**Il tuo compito**
Trascrivi parola per parola il passo della recensione del documentario su Woody Allen che comincia con le parole contenenti "(Woody Allen: A" e si chiude con "21 settembre 2012.".

**Testo di partenza**
+--

Eco Del Cinema

Woody – Recensione

Un’esplorazione nuova e sorprendente di Allen personaggio e persona

(Woody Allen: A Documentary) Regia: Robert B. Weide – Cast: Woody Allen, Letty Aronson, Penelope Cruz, Josh Brolin, Dick Cavett, Marshall Brickman, Joan Cusack, Larry David – Genere: Documentario, colore, 113 minuti – Produzione: USA, 2012 – Distribuzione: Bim – Data di uscita: 21 settembre 2012.

woodyDella natura mortale umana, Allen ha spiegato più volte di aver preso coscienza una notte da piccolo e di aver cercato, a partire da quel momento, “soluzioni pratiche al problema”. È proprio così che i suoi film sono diventati il terreno su cui interrogarsi e un modo di trovare, con sempre rinnovata freschezza e vivacità, un senso alle lotte della vita.

Il rischio paventato dall’esistenzialista Cioran, di vedere una biografia, come quella dedicata da Robert B. Weide a Woody Allen, atta solo a persuaderci meglio dell’inutilità di qualsiasi impresa, di qualunque destino, dinanzi alla prospettiva di una fine certa, viene perciò scongiurato in questo caso dall’opera dello stesso protagonista.

A cimentarsi nel tentativo di riassumere il percorso che trasforma Allan Stewart Konigsberg in Woody Allen, può dunque dedicarsi senza rischi un Weide, che dal tesoro di Allen pesca fantasticherie come un mago dal cilindro.

Sebbene umanità e professionalità del più cinico e irriverente cittadino di New York fossero già stati perfettamente indagati dalla penna solerte di Eric Lax, che dopo anni di duro lavoro al fianco del regista ci permettiamo di definire il suo biografo ufficiale, l’opera di Weide si offre comunque preziosa grazie al contributo visivo della machina da presa.

Se da una parte la pellicola non promette niente di nuovo a chi della storia di Allen fosse già a conoscenza, dall’altra davvero sorprendente è il recupero delle riprese dei numeri di stand up, che gli varranno l’ingaggio per scrivere la sceneggiatura e interpretare un ruolo nel suo primo film. E non solo. Vediamo in una fotografia d’epoca il Midwood, oggi trasformato in una clinica, dove il piccolo Allen coltivava la propria passione per il cinema, andando ad assistere tutti i giorni a una proiezione; le immagini d’epoca della generazione dei Beat, della pillola e di Kennedy ci aiutano a capire come fosse possibile che un ragazzino, che al ritorno da scuola scriveva battute per i giornali, giungesse a ventiquattro anni a percepire uno stipendio ottanta volte superiore a quello iniziale; infine, si sente la voce, quella vera non nascosta dal noioso doppiaggio, di Allen che delle donne della sua vita parla come l’avessero arricchita ognuna in maniera diversa e del suo lavoro come del semplice fare la cosa amata, mai senza la fortuna per compagna.

+--

**Estratti dei dati**
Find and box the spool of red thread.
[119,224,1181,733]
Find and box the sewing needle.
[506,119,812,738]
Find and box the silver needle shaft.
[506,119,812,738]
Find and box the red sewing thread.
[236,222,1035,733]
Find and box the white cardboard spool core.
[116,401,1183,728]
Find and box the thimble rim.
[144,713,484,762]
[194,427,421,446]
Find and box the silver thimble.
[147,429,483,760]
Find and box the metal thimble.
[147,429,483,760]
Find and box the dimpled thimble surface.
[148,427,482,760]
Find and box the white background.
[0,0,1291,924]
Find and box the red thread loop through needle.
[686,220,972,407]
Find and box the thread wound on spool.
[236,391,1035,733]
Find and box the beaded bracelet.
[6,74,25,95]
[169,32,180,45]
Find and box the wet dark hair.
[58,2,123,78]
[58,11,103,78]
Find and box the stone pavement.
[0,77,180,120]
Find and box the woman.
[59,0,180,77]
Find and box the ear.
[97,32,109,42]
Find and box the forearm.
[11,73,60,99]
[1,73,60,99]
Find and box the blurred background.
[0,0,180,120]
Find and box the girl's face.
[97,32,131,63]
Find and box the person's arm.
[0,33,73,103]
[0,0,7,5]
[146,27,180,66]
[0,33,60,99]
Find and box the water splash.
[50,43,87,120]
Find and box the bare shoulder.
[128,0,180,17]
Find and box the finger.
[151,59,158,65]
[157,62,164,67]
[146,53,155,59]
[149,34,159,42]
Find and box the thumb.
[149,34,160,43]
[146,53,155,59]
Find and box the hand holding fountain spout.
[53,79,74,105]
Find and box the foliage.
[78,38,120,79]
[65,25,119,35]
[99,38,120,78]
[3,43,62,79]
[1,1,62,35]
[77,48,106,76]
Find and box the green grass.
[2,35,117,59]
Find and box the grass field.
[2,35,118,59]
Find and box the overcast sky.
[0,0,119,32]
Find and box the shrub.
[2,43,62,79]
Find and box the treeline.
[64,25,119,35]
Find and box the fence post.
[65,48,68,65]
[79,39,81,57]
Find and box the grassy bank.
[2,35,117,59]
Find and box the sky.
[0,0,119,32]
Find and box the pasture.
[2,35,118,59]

+--

**Soluzione dell'esercizio**
(Woody Allen: A Documentary) Regia: Robert B. Weide – Cast: Woody Allen, Letty Aronson, Penelope Cruz, Josh Brolin, Dick Cavett, Marshall Brickman, Joan Cusack, Larry David – Genere: Documentario, colore, 113 minuti – Produzione: USA, 2012 – Distribuzione: Bim – Data di uscita: 21 settembre 2012.